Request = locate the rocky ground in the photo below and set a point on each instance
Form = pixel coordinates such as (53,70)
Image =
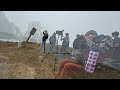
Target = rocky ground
(25,63)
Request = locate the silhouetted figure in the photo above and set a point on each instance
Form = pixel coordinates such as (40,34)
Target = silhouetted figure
(45,37)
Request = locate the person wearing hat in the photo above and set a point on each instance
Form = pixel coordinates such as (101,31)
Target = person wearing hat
(65,43)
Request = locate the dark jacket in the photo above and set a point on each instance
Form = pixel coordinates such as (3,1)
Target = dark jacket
(45,37)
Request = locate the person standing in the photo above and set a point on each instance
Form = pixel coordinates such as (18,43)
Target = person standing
(65,43)
(52,42)
(45,37)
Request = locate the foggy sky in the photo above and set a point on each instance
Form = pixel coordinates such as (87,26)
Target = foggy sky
(73,22)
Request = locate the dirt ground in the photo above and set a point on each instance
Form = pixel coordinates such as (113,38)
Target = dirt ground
(25,63)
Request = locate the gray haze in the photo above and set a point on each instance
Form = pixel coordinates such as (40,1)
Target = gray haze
(74,22)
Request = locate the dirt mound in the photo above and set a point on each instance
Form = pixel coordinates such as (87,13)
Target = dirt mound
(25,63)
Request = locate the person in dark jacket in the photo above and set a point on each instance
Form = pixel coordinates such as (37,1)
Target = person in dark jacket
(45,37)
(116,45)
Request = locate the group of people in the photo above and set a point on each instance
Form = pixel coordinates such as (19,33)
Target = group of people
(53,41)
(107,46)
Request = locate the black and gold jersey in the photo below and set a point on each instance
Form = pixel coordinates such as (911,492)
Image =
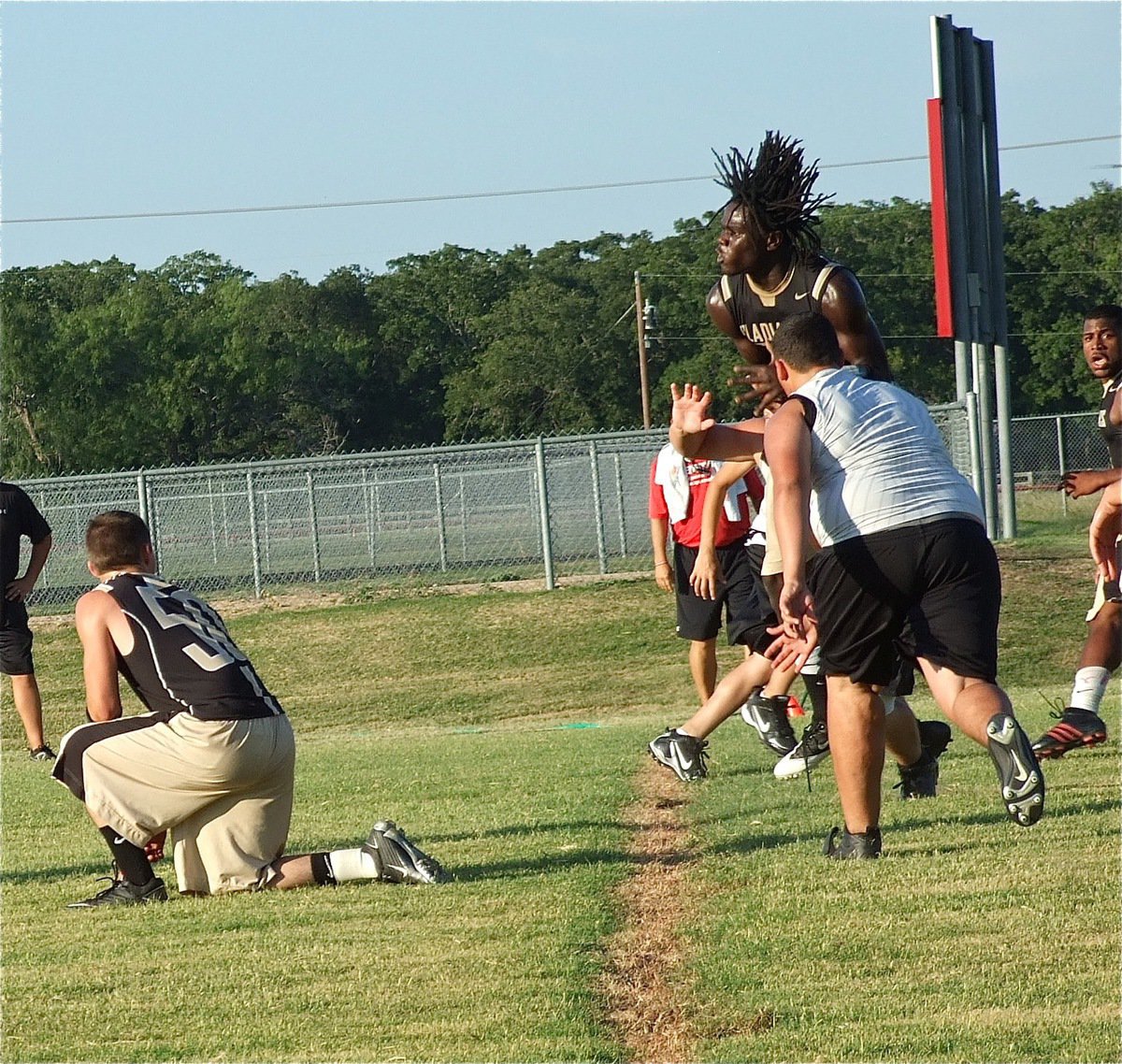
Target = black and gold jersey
(1112,433)
(183,659)
(757,313)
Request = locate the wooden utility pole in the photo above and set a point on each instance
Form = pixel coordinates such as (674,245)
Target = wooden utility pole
(640,331)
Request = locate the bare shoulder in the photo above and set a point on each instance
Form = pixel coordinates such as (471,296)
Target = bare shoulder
(94,608)
(842,292)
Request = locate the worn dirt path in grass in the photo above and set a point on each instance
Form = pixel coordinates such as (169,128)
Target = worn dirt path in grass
(644,985)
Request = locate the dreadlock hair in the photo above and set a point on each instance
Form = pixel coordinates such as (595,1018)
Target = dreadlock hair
(774,191)
(1109,312)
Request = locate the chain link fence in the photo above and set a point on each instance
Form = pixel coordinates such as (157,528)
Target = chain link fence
(530,509)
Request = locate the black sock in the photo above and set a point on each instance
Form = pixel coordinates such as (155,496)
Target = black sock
(321,870)
(816,690)
(132,861)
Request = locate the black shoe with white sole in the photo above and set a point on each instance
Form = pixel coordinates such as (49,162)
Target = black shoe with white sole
(1022,784)
(398,860)
(683,755)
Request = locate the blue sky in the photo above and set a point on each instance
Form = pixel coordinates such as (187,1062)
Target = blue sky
(137,107)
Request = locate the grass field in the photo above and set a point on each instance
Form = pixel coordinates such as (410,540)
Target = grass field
(508,732)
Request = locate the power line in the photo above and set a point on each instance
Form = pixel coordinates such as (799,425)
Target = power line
(396,201)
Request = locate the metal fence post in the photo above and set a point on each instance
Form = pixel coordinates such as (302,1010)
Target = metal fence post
(440,517)
(543,506)
(1063,459)
(315,528)
(210,497)
(598,508)
(252,532)
(971,420)
(622,509)
(368,513)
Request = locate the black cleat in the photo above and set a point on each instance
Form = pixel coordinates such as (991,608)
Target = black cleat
(934,737)
(398,860)
(1022,784)
(769,717)
(1077,727)
(122,891)
(683,755)
(842,845)
(812,750)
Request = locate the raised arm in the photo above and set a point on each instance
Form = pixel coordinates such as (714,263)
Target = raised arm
(93,617)
(844,307)
(1105,528)
(755,370)
(20,589)
(788,450)
(696,435)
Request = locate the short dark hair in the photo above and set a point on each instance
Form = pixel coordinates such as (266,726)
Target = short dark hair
(807,340)
(774,190)
(1111,311)
(116,538)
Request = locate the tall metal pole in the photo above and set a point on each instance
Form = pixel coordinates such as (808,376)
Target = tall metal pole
(640,331)
(987,100)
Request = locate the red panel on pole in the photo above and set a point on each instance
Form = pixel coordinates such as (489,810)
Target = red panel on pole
(941,238)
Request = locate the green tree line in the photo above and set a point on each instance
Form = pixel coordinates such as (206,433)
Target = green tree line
(106,366)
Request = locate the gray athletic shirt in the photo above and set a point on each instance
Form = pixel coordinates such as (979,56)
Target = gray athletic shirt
(878,460)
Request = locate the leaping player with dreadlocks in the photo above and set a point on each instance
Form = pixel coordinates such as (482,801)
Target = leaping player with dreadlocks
(772,267)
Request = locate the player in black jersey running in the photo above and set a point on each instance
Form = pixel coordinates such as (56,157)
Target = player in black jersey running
(213,757)
(1081,724)
(772,267)
(771,263)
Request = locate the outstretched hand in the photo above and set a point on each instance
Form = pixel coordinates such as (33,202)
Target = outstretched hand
(764,387)
(1105,528)
(797,633)
(690,412)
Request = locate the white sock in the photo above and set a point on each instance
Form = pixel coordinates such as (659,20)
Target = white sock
(1089,687)
(352,864)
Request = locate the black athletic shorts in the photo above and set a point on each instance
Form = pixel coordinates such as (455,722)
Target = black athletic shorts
(739,597)
(16,650)
(928,591)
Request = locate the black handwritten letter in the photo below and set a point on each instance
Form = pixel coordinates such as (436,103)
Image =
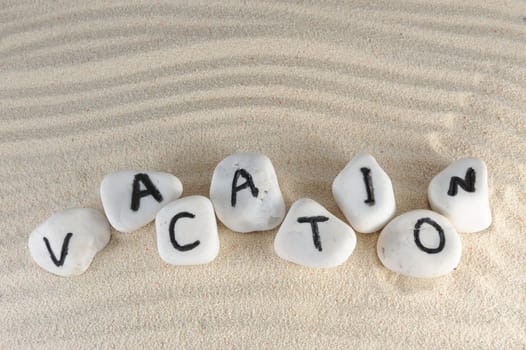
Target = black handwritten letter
(467,184)
(313,220)
(150,190)
(366,172)
(248,183)
(439,230)
(186,247)
(63,251)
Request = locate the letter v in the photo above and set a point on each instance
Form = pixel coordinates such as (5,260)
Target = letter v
(63,252)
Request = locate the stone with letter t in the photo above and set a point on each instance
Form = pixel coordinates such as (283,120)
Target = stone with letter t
(311,236)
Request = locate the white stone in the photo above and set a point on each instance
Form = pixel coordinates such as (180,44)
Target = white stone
(252,208)
(364,193)
(398,245)
(297,242)
(187,231)
(468,210)
(74,237)
(116,192)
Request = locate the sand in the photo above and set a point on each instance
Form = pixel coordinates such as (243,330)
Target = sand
(89,87)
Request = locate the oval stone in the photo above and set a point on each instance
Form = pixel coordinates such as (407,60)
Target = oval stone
(420,243)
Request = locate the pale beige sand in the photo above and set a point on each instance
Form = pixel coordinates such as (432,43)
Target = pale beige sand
(90,87)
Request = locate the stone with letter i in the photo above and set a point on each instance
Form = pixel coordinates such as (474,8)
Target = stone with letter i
(364,193)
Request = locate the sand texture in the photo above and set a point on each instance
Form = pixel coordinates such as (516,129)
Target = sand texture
------------
*Task goal:*
Exclude the pictures and give back the rest of the data above exactly as written.

*Your response:*
Request = locate the rocky ground in the photo below and set a point on each instance
Form = pixel coordinates such as (53,70)
Image =
Target = rocky ground
(25,63)
Request = locate the silhouetted figure in the photo above and set a point on each instance
Form = pixel coordinates such as (40,34)
Target = silhouetted figure
(45,37)
Request = locate the person wearing hat in the photo above and set a point on each instance
Form = pixel coordinates such as (101,31)
Target = person wearing hat
(65,43)
Request = locate the dark jacket in the photo above and set a point on each instance
Form = pixel coordinates such as (3,1)
Target = dark jacket
(45,37)
Request = locate the person standing in the photo above and set a point on each instance
Form = pixel coordinates such as (18,43)
Target = person standing
(65,43)
(52,42)
(45,37)
Request = locate the foggy sky in the photo above and set a point on each instance
Form = pixel coordinates such as (87,26)
Target = foggy sky
(73,22)
Request = locate the dirt ground in the photo above and set a point on each instance
Form = pixel coordinates such as (113,38)
Target = dirt ground
(25,63)
Request = locate the gray haze in the photo above and set a point on each instance
Form = pixel coordinates such as (40,1)
Target = gray haze
(74,22)
Request = locate the dirt mound in the photo above and set a point on each instance
Form = pixel coordinates such as (87,13)
Target = dirt mound
(25,63)
Request = locate the person in dark jacket in the photo above and set a point on each instance
Form = pixel coordinates such as (37,1)
Target = person in dark jacket
(45,37)
(116,45)
Request = locate the group of people in the photo above and set a point on each instance
Form = pixel coordinates such as (19,33)
Target = group of people
(53,41)
(107,46)
Request = locate the black and gold jersey in the photo below and set a point on each instance
Form = pixel coordinates such as (911,492)
Image =
Target = black and gold jersey
(1112,433)
(183,659)
(757,313)
Request = locate the wooden utility pole in the photo above and set a point on each instance
Form = pixel coordinates such as (674,245)
Target = wooden utility pole
(640,331)
Request = locate the bare shoulder in the photo above and set a point on each instance
Form = pixel coordinates such as (471,296)
Target = bare shoulder
(94,608)
(842,292)
Request = locate the worn dirt path in grass in the photo above and set a point on each instance
Form = pixel coordinates such as (169,128)
Target = worn dirt path in grass
(644,985)
Request = locate the dreadlock hair in the photo above and set a point on each instance
Form = pixel coordinates such as (595,1018)
Target = dreadlock hair
(774,191)
(1109,312)
Request = locate the chain link fence in the photo above and set a point on each instance
Form = pixel coordinates such as (157,528)
Target = chain link fence
(530,509)
Request = locate the black sock in the photo above and set a point on each instance
Form = pixel coordinates such as (155,496)
Target = black sock
(321,870)
(816,690)
(132,861)
Request = locate the black shoe with white sole in the photo above and set a point on each instance
Form = pixel coordinates such as (49,162)
Target = black shoe with white sole
(1022,784)
(398,860)
(683,755)
Request = locate the blue sky in the photo above and set a point on each instance
Form = pixel coordinates such as (187,1062)
Target = blue sky
(137,107)
Request = locate the grass field in the photo above and set a point on each instance
Form = pixel coordinates such as (410,540)
Target = grass field
(508,732)
Request = locate the power line in the photo above and set a point on each instance
Form = pixel coordinates such as (799,425)
Target = power line
(396,201)
Request = locate the metal fence post in the photo above and set a point on each instance
Form = pixel coordinates such as (302,1010)
Target = metal fence post
(440,517)
(543,506)
(1063,459)
(315,528)
(210,497)
(598,508)
(252,532)
(971,420)
(622,509)
(368,513)
Request = locate the black cleat in the photo above and set a point on each instance
Form = pixel coordinates such as (991,608)
Target = black cleat
(934,737)
(398,860)
(1022,784)
(769,717)
(1077,727)
(122,891)
(683,755)
(842,845)
(812,750)
Request = locate the raised arm in the photo above and set a point on each instance
Form = pixel coordinates such as (714,263)
Target = raised arm
(93,617)
(844,307)
(1105,528)
(755,370)
(20,589)
(788,450)
(696,435)
Request = locate the short dark hair in the photo above and set a point on each instance
Form = pixel coordinates such as (266,726)
Target = short dark hair
(807,340)
(774,190)
(1111,311)
(116,538)
Request = locate the tall metal pole in the photo above and set a point on each instance
Form = pixel coordinates such as (808,376)
Target = tall metal pole
(640,331)
(987,100)
Request = locate the red panel on pole in the photo above and set a point on each instance
Form = pixel coordinates such as (489,810)
Target = red panel on pole
(941,238)
Request = locate the green tree line in the photo above and set a point on each instance
Form = pixel coordinates such as (206,433)
Target = green tree line
(106,366)
Request = locate the gray athletic shirt in the photo above and set a point on each instance
Form = pixel coordinates such as (979,56)
Target = gray athletic shirt
(878,460)
Request = locate the leaping player with dreadlocks in the photo above and set a point on each instance
Form = pixel coordinates such as (482,801)
Target = leaping player with dreadlocks
(772,267)
Request = locate the player in black jersey running in the photo above and set a point on each instance
Form = pixel coordinates such as (56,157)
Target = player in black jersey running
(213,757)
(1081,724)
(772,267)
(771,263)
Request = locate the outstretched hand in the photo above and set a point on each instance
Form = pixel coordinates such as (33,202)
Target = outstretched hand
(764,387)
(1105,528)
(797,633)
(690,412)
Request = locate the white sock in the photo above and set a point on each instance
Form = pixel coordinates such as (659,20)
Target = white sock
(1089,687)
(352,864)
Request = locate the black athletic shorts in the photo above and set a point on each instance
Form = pixel coordinates such as (455,722)
Target = black athletic shorts
(739,597)
(16,650)
(928,591)
Request = locate the black handwritten letter in the photo below and set a point on each instance
Form = pixel coordinates such as (436,103)
Image =
Target = black handwritten letter
(467,184)
(313,220)
(150,190)
(366,172)
(248,183)
(439,230)
(186,247)
(63,251)
Request = locate the letter v in the photo above and set a point on each instance
Form = pixel coordinates such as (5,260)
Target = letter v
(63,252)
Request = locate the stone with letter t in the photo above and set a point on each instance
Form = pixel coordinates such as (283,120)
Target = stone with letter t
(311,236)
Request = locate the white stone in the photo above and set a point on each instance
Form = pixel coordinates such as (180,44)
Target = white stone
(252,208)
(364,193)
(398,245)
(297,242)
(187,231)
(468,210)
(74,237)
(116,192)
Request = locate the sand in the photo above and set a point on each instance
Form = pixel coordinates such as (243,330)
Target = sand
(89,87)
Request = locate the oval stone in the photo above and set a point on each instance
Form = pixel coordinates such as (407,60)
Target = oval stone
(420,243)
Request = locate the pale beige sand in the photo above and set a point on each instance
Form = pixel coordinates such as (432,43)
Target = pale beige sand
(90,87)
Request = locate the stone with letter i in the photo above and set a point on each instance
Form = pixel coordinates such as (474,8)
Target = stone with letter i
(364,193)
Request = locate the sand texture in the photo above and set a point on each instance
Form = pixel coordinates such as (516,129)
Target = sand texture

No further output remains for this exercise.